WHAT THE TASK ASKS: Copy every line, leaving nothing out and adding nothing.

TASK DATA:
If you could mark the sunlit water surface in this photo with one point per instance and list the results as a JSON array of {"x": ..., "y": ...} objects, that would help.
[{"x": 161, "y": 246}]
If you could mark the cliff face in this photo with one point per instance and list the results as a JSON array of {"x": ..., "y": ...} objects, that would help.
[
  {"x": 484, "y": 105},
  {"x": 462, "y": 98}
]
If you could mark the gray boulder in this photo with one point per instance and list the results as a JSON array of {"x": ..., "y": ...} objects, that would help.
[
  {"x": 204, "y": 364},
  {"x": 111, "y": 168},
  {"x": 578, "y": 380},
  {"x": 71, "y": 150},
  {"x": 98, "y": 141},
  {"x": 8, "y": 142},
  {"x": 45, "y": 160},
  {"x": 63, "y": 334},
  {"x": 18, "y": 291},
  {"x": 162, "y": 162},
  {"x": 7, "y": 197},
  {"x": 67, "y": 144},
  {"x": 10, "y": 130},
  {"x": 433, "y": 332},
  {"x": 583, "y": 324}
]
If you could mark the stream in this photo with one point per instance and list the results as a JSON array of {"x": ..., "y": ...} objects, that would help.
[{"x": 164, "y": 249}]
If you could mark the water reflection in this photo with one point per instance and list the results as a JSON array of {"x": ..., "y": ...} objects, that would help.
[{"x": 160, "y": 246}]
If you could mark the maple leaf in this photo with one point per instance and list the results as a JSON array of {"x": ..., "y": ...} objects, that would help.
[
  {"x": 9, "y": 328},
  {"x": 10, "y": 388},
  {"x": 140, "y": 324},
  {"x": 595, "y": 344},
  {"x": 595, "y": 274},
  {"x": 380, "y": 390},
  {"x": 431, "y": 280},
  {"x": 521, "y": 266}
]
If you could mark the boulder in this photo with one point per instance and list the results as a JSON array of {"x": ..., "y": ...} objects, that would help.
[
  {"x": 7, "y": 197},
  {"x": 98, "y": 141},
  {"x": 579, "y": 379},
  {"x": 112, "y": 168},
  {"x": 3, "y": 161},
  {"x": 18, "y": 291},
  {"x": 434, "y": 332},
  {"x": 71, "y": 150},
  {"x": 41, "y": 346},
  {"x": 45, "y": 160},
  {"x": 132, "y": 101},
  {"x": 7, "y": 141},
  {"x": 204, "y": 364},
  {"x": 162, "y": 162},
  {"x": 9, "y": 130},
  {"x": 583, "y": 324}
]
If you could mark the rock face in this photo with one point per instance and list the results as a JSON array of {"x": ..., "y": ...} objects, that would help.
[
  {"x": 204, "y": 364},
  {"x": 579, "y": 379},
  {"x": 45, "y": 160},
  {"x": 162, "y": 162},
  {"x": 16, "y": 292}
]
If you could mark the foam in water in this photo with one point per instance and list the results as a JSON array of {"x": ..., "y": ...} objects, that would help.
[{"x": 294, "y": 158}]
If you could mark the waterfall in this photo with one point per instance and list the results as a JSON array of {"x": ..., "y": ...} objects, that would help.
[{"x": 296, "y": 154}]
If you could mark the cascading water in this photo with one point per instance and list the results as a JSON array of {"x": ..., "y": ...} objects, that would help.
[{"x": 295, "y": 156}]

THE RESULT:
If you could mark the sunlit water surface in this photo with one point per instance and list the results as a JSON array of {"x": ..., "y": ...} objects, that would help.
[{"x": 161, "y": 246}]
If you could mark the cliff face in this photo with one point per instance and list the results as a JSON array of {"x": ..., "y": ...} objects, that would help.
[
  {"x": 484, "y": 105},
  {"x": 462, "y": 98}
]
If you could mark the gray boulder in this photo with one point per instance and list the results as a JSON array of {"x": ..., "y": ...} objects, that would help.
[
  {"x": 204, "y": 364},
  {"x": 111, "y": 168},
  {"x": 578, "y": 380},
  {"x": 71, "y": 150},
  {"x": 98, "y": 141},
  {"x": 8, "y": 142},
  {"x": 45, "y": 160},
  {"x": 63, "y": 334},
  {"x": 18, "y": 291},
  {"x": 162, "y": 162},
  {"x": 7, "y": 197},
  {"x": 67, "y": 144},
  {"x": 10, "y": 130},
  {"x": 433, "y": 332},
  {"x": 583, "y": 324}
]
If you could mark the stream in this photo with one point per instance and list the results as a JSON array of {"x": ..., "y": ...} objects, that would help.
[{"x": 164, "y": 249}]
If you could mark the water reflection in this photo with one point per instance and list the results as a JSON array of {"x": ..., "y": ...} objects, that would help.
[{"x": 160, "y": 246}]
If you could mark the maple leaf in this photo with one point per instance and list the results as a JSON array of {"x": ..., "y": ...} objects, that would help.
[
  {"x": 9, "y": 328},
  {"x": 10, "y": 388},
  {"x": 140, "y": 324},
  {"x": 595, "y": 344},
  {"x": 595, "y": 274},
  {"x": 380, "y": 390},
  {"x": 431, "y": 280},
  {"x": 521, "y": 266}
]
If you could mark the boulder in this photo with one point per instance and list the results as a JSON array of {"x": ..., "y": ...} objects, that would help.
[
  {"x": 7, "y": 197},
  {"x": 98, "y": 141},
  {"x": 579, "y": 379},
  {"x": 112, "y": 168},
  {"x": 3, "y": 161},
  {"x": 18, "y": 291},
  {"x": 434, "y": 332},
  {"x": 71, "y": 150},
  {"x": 41, "y": 346},
  {"x": 45, "y": 160},
  {"x": 132, "y": 101},
  {"x": 7, "y": 141},
  {"x": 204, "y": 364},
  {"x": 162, "y": 162},
  {"x": 9, "y": 130},
  {"x": 583, "y": 324}
]
If you could mark the rock face in this photo with one point per instance and list the results as a JSON array of {"x": ..., "y": ...} objects, that would help.
[
  {"x": 204, "y": 364},
  {"x": 579, "y": 379},
  {"x": 45, "y": 160},
  {"x": 162, "y": 162},
  {"x": 16, "y": 292}
]
If you could mark the foam in water in this photo with one point per instance and list the results as a JSON array of {"x": ..., "y": ...} objects, that would help.
[{"x": 294, "y": 158}]
If you could mark the waterfall in this photo with one point per instance and list the results as a JSON array of {"x": ..., "y": ...} objects, that would help.
[{"x": 296, "y": 154}]
If you could mark the cascading water in this photo with one point per instance and list the results as a JSON array of {"x": ..., "y": ...} objects, that would help.
[{"x": 295, "y": 156}]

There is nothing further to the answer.